■ **REQUIREMENTS**: Only those lines running from the line that contains "point: the brown" through the end of the material are to be written out, each exactly as shown.

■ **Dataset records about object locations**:
__________________________________________________
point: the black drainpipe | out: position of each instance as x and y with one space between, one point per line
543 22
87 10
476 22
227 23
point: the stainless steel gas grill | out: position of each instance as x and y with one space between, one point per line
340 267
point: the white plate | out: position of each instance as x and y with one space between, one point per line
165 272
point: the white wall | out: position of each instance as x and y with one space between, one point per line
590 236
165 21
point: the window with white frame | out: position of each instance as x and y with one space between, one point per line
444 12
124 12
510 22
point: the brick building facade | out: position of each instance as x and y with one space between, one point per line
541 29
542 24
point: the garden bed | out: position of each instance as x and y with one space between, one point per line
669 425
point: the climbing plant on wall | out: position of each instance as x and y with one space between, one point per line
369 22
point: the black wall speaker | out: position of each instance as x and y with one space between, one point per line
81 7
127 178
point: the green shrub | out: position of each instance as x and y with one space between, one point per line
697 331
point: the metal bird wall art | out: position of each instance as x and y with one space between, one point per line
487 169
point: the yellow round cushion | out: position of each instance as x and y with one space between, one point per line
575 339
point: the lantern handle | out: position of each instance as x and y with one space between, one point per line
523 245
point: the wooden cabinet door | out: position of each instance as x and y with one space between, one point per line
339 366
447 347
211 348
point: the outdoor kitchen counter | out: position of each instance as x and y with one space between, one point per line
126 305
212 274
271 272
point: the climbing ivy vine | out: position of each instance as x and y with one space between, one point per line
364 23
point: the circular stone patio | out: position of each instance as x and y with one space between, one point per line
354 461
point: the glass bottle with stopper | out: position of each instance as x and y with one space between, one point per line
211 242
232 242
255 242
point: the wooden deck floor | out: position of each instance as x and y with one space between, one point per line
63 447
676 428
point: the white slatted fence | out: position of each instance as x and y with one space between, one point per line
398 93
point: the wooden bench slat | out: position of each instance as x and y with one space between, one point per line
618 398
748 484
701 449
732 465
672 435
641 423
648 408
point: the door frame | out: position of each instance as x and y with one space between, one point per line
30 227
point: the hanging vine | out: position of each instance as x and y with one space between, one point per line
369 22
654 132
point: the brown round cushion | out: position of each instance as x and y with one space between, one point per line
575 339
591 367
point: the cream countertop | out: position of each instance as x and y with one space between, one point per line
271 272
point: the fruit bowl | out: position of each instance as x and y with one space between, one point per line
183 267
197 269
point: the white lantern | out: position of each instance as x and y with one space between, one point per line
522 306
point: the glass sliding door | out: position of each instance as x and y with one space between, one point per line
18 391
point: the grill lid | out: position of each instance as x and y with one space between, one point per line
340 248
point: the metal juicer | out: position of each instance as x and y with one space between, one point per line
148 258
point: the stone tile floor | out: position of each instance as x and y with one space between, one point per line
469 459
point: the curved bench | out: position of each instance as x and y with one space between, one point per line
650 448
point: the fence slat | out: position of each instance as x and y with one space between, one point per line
__________________________________________________
■ **ANSWER FOR THIS EXERCISE**:
point: the brown round cushion | out: position of each instance as x and y with one space between, one point per line
575 339
591 367
point: the cream countertop | out: position of each instance as x and y with one space between, one point per line
271 272
point: the fruit bowl | out: position of each instance as x and y with one space between, one point per line
183 267
197 269
point: the white lantern | out: position of each instance as x and y with one space between, one point per line
522 306
point: the glass sliding door | out: position of each instance as x and y with one space between, one point per line
18 391
point: the grill lid | out: position of each instance as x and y with one space between, one point per line
340 248
point: the metal juicer | out: position of each instance as x and y with one space between, one point per line
148 258
point: the stone tile floor | out: position of each instance as x and y with one space between, one point per line
469 459
point: the curved bench | out: position of each instance as x and y with one space between, one point per line
650 448
point: the fence slat | out: position of each instance as x and y with one space between, one point per line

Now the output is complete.